Written instruction
Can you write out all of the material below, word for word?

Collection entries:
──────

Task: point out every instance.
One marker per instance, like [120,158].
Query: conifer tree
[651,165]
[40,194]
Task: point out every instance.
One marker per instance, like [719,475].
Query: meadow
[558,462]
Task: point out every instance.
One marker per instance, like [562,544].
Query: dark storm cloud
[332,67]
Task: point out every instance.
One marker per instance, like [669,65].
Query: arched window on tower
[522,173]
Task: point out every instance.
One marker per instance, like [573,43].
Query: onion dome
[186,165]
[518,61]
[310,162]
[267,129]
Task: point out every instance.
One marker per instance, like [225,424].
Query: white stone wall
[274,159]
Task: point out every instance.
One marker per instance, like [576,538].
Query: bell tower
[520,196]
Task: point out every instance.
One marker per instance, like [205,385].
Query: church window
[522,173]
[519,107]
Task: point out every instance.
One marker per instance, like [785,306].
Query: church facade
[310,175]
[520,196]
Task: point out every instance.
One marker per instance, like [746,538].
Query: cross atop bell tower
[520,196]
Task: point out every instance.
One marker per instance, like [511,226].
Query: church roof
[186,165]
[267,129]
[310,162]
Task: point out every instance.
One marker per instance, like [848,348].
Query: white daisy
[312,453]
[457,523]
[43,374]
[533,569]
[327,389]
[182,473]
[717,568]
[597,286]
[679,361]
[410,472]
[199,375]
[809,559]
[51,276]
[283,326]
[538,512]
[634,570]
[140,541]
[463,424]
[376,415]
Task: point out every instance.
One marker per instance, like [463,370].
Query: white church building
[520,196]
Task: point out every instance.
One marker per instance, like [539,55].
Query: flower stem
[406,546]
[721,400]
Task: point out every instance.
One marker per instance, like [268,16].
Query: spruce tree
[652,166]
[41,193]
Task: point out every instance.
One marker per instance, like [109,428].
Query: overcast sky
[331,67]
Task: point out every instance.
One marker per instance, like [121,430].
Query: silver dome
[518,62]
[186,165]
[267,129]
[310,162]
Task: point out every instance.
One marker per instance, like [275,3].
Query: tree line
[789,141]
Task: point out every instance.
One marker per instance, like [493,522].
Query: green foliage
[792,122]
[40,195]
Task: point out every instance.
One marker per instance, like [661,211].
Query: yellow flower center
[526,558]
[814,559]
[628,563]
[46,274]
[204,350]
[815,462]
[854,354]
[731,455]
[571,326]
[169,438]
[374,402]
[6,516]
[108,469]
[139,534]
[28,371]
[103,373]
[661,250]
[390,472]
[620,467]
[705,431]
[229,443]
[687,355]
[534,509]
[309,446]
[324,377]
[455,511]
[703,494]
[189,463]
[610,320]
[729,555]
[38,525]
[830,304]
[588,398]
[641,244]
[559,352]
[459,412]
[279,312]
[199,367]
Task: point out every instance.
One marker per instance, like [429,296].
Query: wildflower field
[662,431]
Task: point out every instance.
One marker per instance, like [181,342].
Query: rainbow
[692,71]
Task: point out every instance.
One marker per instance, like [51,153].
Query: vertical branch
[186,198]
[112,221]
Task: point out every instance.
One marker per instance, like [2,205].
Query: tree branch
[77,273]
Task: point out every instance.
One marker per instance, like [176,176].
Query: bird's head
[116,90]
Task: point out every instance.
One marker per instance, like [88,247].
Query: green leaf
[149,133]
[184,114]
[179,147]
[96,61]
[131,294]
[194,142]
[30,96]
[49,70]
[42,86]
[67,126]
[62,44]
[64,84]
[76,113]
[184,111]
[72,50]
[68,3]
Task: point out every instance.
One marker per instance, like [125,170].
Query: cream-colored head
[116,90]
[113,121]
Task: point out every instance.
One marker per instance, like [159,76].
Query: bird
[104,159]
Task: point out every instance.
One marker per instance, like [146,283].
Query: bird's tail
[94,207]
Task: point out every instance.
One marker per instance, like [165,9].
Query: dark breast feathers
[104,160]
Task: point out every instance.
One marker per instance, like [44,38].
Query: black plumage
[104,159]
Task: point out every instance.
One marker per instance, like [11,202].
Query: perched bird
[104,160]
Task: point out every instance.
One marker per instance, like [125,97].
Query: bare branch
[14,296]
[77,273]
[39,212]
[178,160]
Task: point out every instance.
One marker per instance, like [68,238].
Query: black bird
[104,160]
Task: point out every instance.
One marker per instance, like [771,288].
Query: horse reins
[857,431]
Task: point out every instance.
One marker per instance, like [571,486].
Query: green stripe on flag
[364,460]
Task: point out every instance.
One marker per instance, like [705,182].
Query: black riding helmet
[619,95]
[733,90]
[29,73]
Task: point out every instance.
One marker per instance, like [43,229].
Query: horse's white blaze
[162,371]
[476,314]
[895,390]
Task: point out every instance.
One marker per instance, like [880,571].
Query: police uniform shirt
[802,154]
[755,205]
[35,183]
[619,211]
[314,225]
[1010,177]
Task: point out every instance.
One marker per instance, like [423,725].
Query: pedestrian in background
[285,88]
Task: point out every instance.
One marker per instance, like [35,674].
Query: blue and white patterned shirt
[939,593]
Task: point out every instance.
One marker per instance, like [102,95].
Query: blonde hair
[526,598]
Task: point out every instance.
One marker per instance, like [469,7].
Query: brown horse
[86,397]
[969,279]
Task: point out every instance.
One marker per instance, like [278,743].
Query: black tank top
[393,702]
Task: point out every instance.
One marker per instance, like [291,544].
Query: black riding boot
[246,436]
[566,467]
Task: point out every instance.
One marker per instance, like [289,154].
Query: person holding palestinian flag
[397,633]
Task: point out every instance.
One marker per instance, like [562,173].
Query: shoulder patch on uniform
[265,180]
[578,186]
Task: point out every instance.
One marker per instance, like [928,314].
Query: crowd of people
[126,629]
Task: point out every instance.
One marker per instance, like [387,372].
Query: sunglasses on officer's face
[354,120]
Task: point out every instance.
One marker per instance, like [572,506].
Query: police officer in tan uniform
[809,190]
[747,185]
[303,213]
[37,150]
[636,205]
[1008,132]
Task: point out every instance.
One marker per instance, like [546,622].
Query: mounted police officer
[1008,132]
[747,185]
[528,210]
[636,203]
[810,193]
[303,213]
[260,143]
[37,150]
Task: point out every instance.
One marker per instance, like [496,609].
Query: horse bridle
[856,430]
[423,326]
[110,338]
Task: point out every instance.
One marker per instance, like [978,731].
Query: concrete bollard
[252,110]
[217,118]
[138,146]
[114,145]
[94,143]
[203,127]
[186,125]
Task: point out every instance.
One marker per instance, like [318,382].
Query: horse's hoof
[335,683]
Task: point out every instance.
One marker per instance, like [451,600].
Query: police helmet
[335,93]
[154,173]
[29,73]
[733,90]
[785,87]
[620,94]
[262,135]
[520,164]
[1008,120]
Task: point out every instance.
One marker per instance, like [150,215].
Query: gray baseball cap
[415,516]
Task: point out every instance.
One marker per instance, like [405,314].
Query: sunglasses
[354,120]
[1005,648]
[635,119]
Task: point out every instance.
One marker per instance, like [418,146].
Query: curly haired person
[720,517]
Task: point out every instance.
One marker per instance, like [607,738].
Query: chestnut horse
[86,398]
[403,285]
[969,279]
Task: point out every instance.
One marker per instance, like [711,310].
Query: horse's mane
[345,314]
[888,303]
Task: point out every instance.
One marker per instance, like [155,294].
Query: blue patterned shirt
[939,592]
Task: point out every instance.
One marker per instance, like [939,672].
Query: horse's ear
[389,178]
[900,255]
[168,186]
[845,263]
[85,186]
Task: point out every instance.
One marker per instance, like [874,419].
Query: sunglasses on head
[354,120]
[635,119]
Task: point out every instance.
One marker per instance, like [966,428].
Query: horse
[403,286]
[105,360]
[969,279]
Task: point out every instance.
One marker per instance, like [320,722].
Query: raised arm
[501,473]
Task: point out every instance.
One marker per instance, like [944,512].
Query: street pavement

──────

Finished task
Task: point out every instance.
One marker per instance, like [120,158].
Query: conifer tree
[651,165]
[40,194]
Task: point out every instance.
One marker per instance, like [719,475].
Query: meadow
[558,462]
Task: point out every instance.
One marker per instance, like [562,544].
Query: dark storm cloud
[332,67]
Task: point out every instance.
One marker per instance, like [669,65].
Query: arched window on tower
[522,173]
Task: point out every instance.
One marker per instance, like [573,43].
Query: onion dome
[186,165]
[518,61]
[310,162]
[267,129]
Task: point out every instance.
One marker per instance, like [225,424].
Query: white stone wall
[274,159]
Task: point out every instance.
One marker per instance, like [576,538].
Query: bell tower
[520,196]
Task: point out every instance.
One marker per instance, like [205,385].
Query: church window
[522,173]
[519,107]
Task: point out every instance.
One marker per instance, like [785,306].
Query: church facade
[310,175]
[520,196]
Task: point out every instance.
One marker per instance, like [746,538].
Query: cross atop bell tower
[520,196]
Task: point out every instance.
One marker per instance, like [511,226].
Query: church roof
[186,165]
[267,129]
[310,162]
Task: point out every instance.
One marker per instance, like [848,348].
Query: white daisy
[312,453]
[457,523]
[43,374]
[533,569]
[327,389]
[182,473]
[717,568]
[597,286]
[679,361]
[410,472]
[199,375]
[809,559]
[51,276]
[283,326]
[538,512]
[634,570]
[140,541]
[463,424]
[376,415]
Task: point out every instance.
One marker per instance, like [463,370].
Query: white church building
[520,196]
Task: point out every instance.
One marker per instance, like [539,55].
Query: flower stem
[406,546]
[721,400]
Task: point out every instance.
One marker per instance, like [268,16].
Query: spruce tree
[652,166]
[41,193]
Task: point out every instance.
One marker per instance, like [109,428].
Query: overcast sky
[331,67]
Task: point out every instance.
One marker per instance, like [121,430].
Query: silver dome
[518,62]
[186,165]
[267,129]
[310,162]
Task: point out every instance.
One marker per instance, like [275,3].
Query: tree line
[789,141]
Task: point out every instance.
One marker per instance, like [493,522].
Query: green foliage
[792,122]
[40,195]
Task: point out every instance.
One marker per instance, like [661,211].
Query: yellow flower center
[526,558]
[814,559]
[628,563]
[46,274]
[204,350]
[815,462]
[854,354]
[731,455]
[571,326]
[169,438]
[374,402]
[6,516]
[108,469]
[139,534]
[28,371]
[103,373]
[661,250]
[390,472]
[620,467]
[705,431]
[229,443]
[687,355]
[534,509]
[309,446]
[324,377]
[455,511]
[703,494]
[189,463]
[610,320]
[729,555]
[38,525]
[830,304]
[588,398]
[641,244]
[559,352]
[459,412]
[279,312]
[199,367]
Task: point out every instance.
One marker per instance, like [429,296].
Query: wildflower field
[662,431]
Task: point out every instance.
One marker per instance, like [181,342].
Query: rainbow
[692,71]
Task: point out every instance.
One marker per instance, like [51,153].
Query: vertical branch
[186,198]
[112,221]
Task: point out every instance.
One marker per instance, like [2,205].
Query: tree branch
[77,273]
Task: point out every instance.
One marker per instance, like [176,176].
Query: bird's head
[116,90]
Task: point out every instance.
One marker per instance, like [88,247].
Query: green leaf
[149,133]
[184,114]
[179,147]
[96,61]
[131,294]
[194,142]
[30,96]
[49,70]
[42,86]
[67,126]
[62,44]
[64,84]
[76,113]
[184,111]
[72,50]
[68,3]
Task: point out every instance.
One marker per instance, like [125,170].
Query: cream-colored head
[116,90]
[113,121]
Task: point out every instance.
One marker per instance, like [159,76].
Query: bird
[104,159]
Task: point out every instance.
One marker per instance, like [146,283].
Query: bird's tail
[94,207]
Task: point out every instance.
One marker per instance, like [165,9].
Query: dark breast feathers
[104,160]
Task: point out every instance.
One marker per instance, like [44,38].
Query: black plumage
[104,159]
Task: point out every instance.
One marker per instance, like [11,202].
Query: perched bird
[104,160]
Task: point out every instance.
One marker per instance, like [125,97].
Query: bare branch
[14,296]
[77,273]
[39,212]
[178,160]
Task: point out every instance.
One marker per instance, like [68,238].
Query: black bird
[104,160]
Task: point out every instance.
One marker per instance, like [771,288].
Query: horse reins
[857,431]
Task: point out every instance.
One marker per instance, like [571,486].
Query: green stripe on flag
[364,460]
Task: point out every instance.
One marker per instance, like [705,182].
Query: black riding helmet
[619,95]
[733,90]
[29,73]
Task: point out every instance.
One marker per instance, like [43,229].
Query: horse's white blaze
[162,371]
[476,314]
[895,390]
Task: point out every instance.
One marker per instance, like [880,571].
Query: police uniform shirt
[802,154]
[755,205]
[35,183]
[619,211]
[314,225]
[1010,177]
Task: point out every instance.
One marker per instance, like [423,725].
Query: pedestrian in background
[285,88]
Task: point out every instance.
One marker per instance, like [35,674].
Query: blue and white patterned shirt
[939,593]
Task: point out every instance.
One marker per instance, like [102,95].
Query: blonde hair
[526,598]
Task: point out every instance.
One marker per instance, like [469,7].
Query: brown horse
[86,397]
[969,279]
Task: point out every instance.
One marker per instance, like [278,743].
Query: black tank top
[393,702]
Task: point out every instance.
One marker per instance, like [291,544].
Query: black riding boot
[246,436]
[566,467]
Task: point out every instance.
One marker per instance, like [289,154].
Query: person holding palestinian flag
[397,633]
Task: point out every instance.
One marker per instance, like [562,173].
Query: shoulder patch on uniform
[265,180]
[578,186]
Task: point out every instance.
One marker per instance, like [928,314].
Query: crowd of people
[126,629]
Task: point out every instance.
One marker per instance, like [387,372].
Query: sunglasses on officer's face
[354,120]
Task: point out every instance.
One marker per instance, like [572,506].
Query: police officer in tan uniform
[809,190]
[747,185]
[303,213]
[37,150]
[636,205]
[1008,132]
Task: point out every instance.
One marker per instance, like [546,622].
Query: mounted police officer
[1008,132]
[747,185]
[528,210]
[636,203]
[810,193]
[303,213]
[260,143]
[37,150]
Task: point out every instance.
One marker per instance, like [496,609].
Query: horse bridle
[856,430]
[423,326]
[110,338]
Task: point out every instance.
One marker per instance, like [978,731].
Query: concrete bollard
[252,110]
[217,118]
[138,146]
[114,145]
[94,143]
[203,127]
[186,125]
Task: point out every instance.
One marker per instance, like [318,382].
Query: horse's hoof
[335,683]
Task: point out every instance.
One marker per instance, like [451,600].
Query: police helmet
[335,93]
[154,173]
[29,73]
[733,90]
[785,87]
[620,94]
[262,135]
[520,164]
[1008,120]
Task: point out every instance.
One marker per instance, like [150,215].
Query: gray baseball cap
[415,516]
Task: point out every instance.
One marker per instance, like [405,314].
Query: sunglasses
[354,120]
[1005,648]
[635,119]
Task: point out every instance.
One marker per instance, like [418,146].
Query: curly haired person
[720,517]
Task: point out every instance.
One marker per instance, like [607,738].
Query: chestnut horse
[86,398]
[403,285]
[969,279]
Task: point out every instance.
One marker per instance, like [711,310].
Query: horse's mane
[345,314]
[888,303]
Task: point out every instance.
One marker per instance, like [155,294].
Query: blue patterned shirt
[939,592]
Task: point out every instance.
One marker per instance, like [939,672].
Query: horse's ear
[389,178]
[900,255]
[168,186]
[845,263]
[85,186]
Task: point out every instance.
One marker per instance, like [874,419].
Query: sunglasses on head
[354,120]
[635,119]
Task: point out every instance.
One marker per instance, like [966,428].
Query: horse
[403,286]
[105,360]
[969,279]
Task: point out every instance.
One marker per instance, like [320,722].
Query: raised arm
[501,473]
Task: point out every instance.
One marker per instance, like [944,512].
Query: street pavement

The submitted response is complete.